(RECORDS FOR PROCESSING begins)
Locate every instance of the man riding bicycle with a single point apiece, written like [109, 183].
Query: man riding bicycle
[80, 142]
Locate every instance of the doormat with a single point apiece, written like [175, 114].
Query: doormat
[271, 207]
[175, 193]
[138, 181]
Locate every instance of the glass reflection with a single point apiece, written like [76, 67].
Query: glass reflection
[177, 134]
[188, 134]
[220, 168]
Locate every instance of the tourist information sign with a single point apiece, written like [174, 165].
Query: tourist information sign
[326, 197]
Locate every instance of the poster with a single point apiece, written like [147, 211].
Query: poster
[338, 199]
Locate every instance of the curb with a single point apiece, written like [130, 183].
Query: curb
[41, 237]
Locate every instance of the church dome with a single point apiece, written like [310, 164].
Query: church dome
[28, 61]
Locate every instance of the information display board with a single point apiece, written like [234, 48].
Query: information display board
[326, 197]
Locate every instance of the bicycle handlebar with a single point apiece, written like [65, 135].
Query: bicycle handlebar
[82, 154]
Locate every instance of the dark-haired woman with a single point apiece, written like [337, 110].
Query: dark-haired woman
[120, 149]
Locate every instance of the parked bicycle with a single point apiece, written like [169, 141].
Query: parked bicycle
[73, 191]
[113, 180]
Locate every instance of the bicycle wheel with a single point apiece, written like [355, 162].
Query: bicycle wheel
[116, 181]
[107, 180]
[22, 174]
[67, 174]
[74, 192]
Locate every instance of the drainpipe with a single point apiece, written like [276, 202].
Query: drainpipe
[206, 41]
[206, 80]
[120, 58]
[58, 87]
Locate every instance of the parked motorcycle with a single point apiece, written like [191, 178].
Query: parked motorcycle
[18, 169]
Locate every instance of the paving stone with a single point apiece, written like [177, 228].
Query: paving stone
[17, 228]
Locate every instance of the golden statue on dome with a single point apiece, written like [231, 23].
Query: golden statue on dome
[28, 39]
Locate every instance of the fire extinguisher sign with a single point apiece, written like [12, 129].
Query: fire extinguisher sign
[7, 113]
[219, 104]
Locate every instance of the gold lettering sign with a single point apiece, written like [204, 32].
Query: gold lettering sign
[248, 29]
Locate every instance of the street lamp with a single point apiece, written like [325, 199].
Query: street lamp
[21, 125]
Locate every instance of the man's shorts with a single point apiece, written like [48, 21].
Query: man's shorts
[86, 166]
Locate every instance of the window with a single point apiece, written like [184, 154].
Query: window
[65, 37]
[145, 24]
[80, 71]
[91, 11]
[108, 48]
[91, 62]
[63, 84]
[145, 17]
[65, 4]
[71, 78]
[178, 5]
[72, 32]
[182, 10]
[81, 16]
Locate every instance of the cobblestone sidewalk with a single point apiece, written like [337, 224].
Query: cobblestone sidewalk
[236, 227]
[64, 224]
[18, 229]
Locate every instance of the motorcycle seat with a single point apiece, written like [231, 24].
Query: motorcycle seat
(RECORDS FOR PROCESSING ends)
> **EXERCISE**
Quote each line above in full, word for word.

> **WRITTEN SOLUTION**
Locate every instance of the man riding bicycle with a single point apiece, written like [109, 183].
Query: man riding bicycle
[80, 142]
Locate every instance of the doormat with a single point apiece, written like [175, 114].
Query: doormat
[271, 207]
[175, 193]
[138, 181]
Locate every instance of the glass reflection with a single point apiece, written like [76, 67].
Query: glass reflection
[177, 134]
[188, 134]
[220, 168]
Locate every instance of the tourist information sign with a single point apiece, written like [174, 165].
Query: tourist information sign
[326, 197]
Locate every instance of the poster with a single point apiece, written like [147, 211].
Query: poster
[338, 199]
Locate every instance of the curb with a single point apiece, written like [130, 183].
Query: curb
[41, 237]
Locate every instance of the church dome with a single point apiece, written like [310, 164].
Query: church dome
[28, 61]
Locate every instance of the information display board with a single point apiece, written like [234, 48].
Query: information display board
[326, 197]
Locate every instance of the bicycle handlebar with a single point apiece, written like [65, 135].
Query: bicycle handlebar
[82, 154]
Locate every instance of the dark-haired woman with a single point apiece, written like [337, 110].
Query: dark-haired woman
[120, 149]
Locate every instance of the parked bicycle with a single point apiece, written like [169, 141].
Query: parked bicycle
[73, 191]
[113, 180]
Locate every instance of the bicycle wheel with a single point apiece, written like [355, 162].
Query: bicycle wheel
[116, 181]
[107, 180]
[22, 174]
[67, 174]
[74, 192]
Locate every instance of the drainpipe with a single point apiece, written like [276, 202].
Query: drainpipe
[206, 41]
[206, 80]
[120, 58]
[58, 87]
Locate every instance of the parked motorcycle with a single point apiece, written like [191, 178].
Query: parked motorcycle
[18, 169]
Locate every instance of the paving stone with a single point apiece, written like [177, 228].
Query: paving stone
[17, 228]
Locate every instance of the golden statue on dome with a single point apiece, written like [231, 23].
Query: golden statue on dome
[28, 39]
Locate every instance of the fire extinguisher sign with a single point apiece, written like [12, 129].
Query: fire extinguisher sign
[7, 113]
[219, 104]
Locate every instance of the gold lettering sign with a single point apiece, written like [204, 32].
Query: gold lettering sign
[248, 29]
Locate every instance of the street lamp with a single point apiece, written like [325, 199].
Query: street lamp
[21, 125]
Locate every instance of the man's shorts with a single point apiece, written like [48, 21].
Query: man's shorts
[86, 166]
Locate every instance of the window with a single point apiece, written like [184, 154].
Query: window
[65, 37]
[145, 24]
[80, 71]
[91, 11]
[108, 48]
[91, 62]
[63, 84]
[145, 17]
[65, 4]
[71, 78]
[178, 5]
[72, 32]
[182, 10]
[81, 16]
Locate every instance of the cobblestone sidewalk with a single point apiece, written like [337, 224].
Query: cobblestone sidewalk
[236, 227]
[64, 224]
[18, 229]
Locate every instance of the motorcycle seat with a single point apiece, written like [231, 24].
Query: motorcycle seat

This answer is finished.